** START OF Text block **

M/s Sachde Roadlines (‘the Petitioner’) was a registered taxpayer who had intimated the change of address in 2017 to the department, which was also reflected in FORM GST REG 06.

The Union of India & Ors. (‘the Respondent’), through GST authorities, issued the demand-cum show-cause notice and all other subsequent communications to old address and were not received by the Petitioner.

Later, the Order-in-original was passed without service to the correct address. When the Petitioner learned about the order, an appeal was filed in Form ST-4 mentioning the new address and raising the issue of non-service of notices.

However, the appellate authority ignored the Petitioner’s plea and again sent the order to the old address following which the Petitioner filed a writ petition before the Gujarat High Court, aggrieved by the denial of opportunity to defend the case.

Issue:

Whether the proceedings and orders are valid if show cause notice and communications are served at the old address even when the department is informed by the taxpayer about the new updated address.

Held:

The Hon’ble Gujarat High Court in R/Special Civil Application No. 2515 of 2026 held as under:

  • Observed that the Petitioner had already intimidated the change of address in 2017 and the it was also reflected in Form GST REG – 6.
  • Noted that all the Show Cause Notice (“SCN”), adjudication order and the appellate order were all sent to the old address even when the department has updated new records and failed to communicate and serve notices correctly.

** END OF Text block **
** START OF Recorded information **

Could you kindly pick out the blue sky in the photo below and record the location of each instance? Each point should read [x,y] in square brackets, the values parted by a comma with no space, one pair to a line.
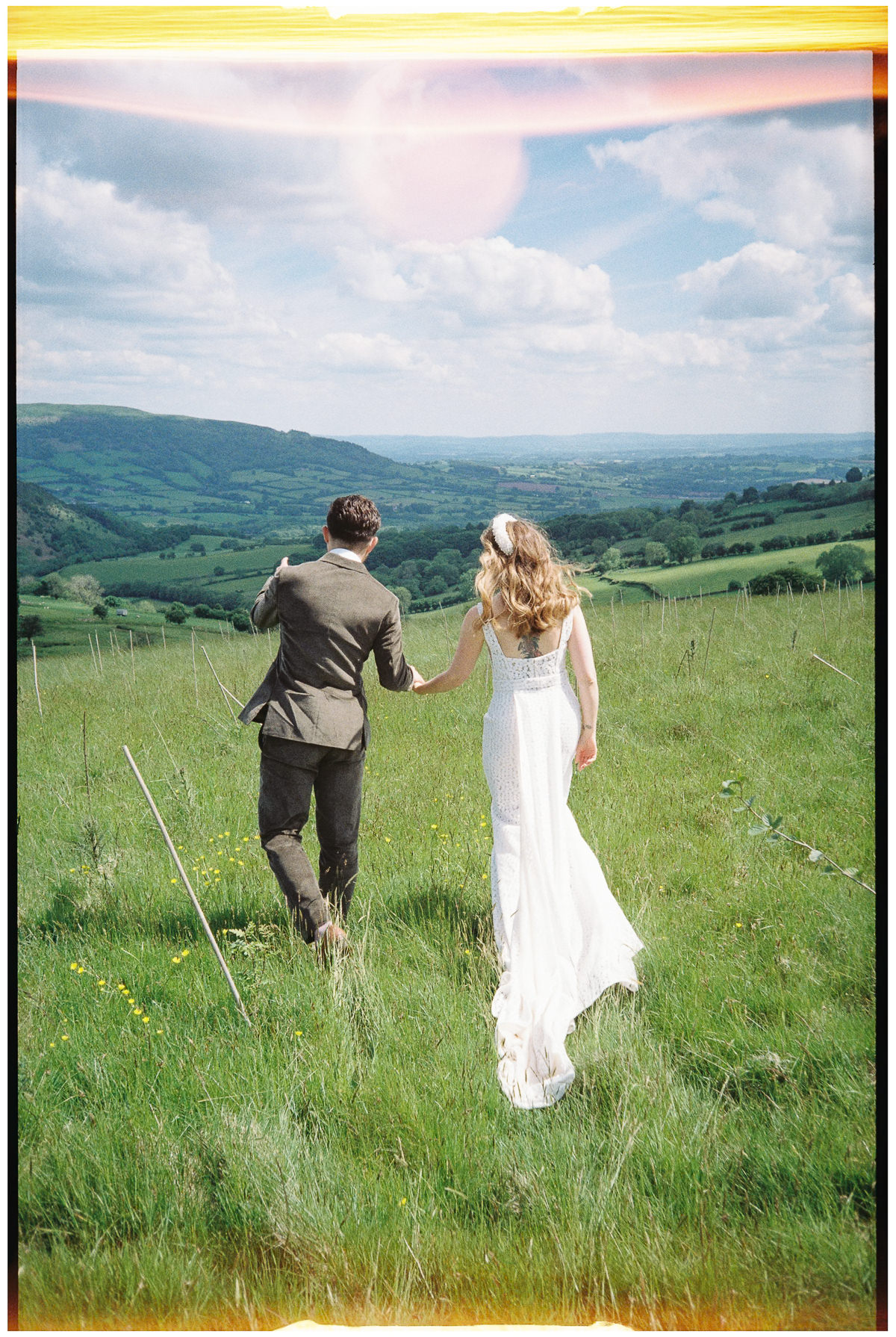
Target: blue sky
[647,245]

** END OF Recorded information **

### Aim A
Using the GST case summary, explain why the Petitioner went to the Gujarat High Court with a writ petition.
### Aim B
According to the GST case summary, in what year did the Petitioner inform the department of its change of address?

### Task response A
The Petitioner filed an appeal raising the non-service of notices, but the appellate authority ignored that plea and again sent its order to the old address. The Petitioner filed the writ petition because it was aggrieved at being denied the opportunity to defend the case.

### Task response B
2017